Directions
Supply the number of lines in the data below that hold "record", and let that number be the whole answer.

--- Materials provided Enclosed Below ---

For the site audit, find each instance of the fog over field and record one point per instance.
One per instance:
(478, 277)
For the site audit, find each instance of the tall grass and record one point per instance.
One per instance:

--- End of Enclosed Materials provided ---

Solution for this task
2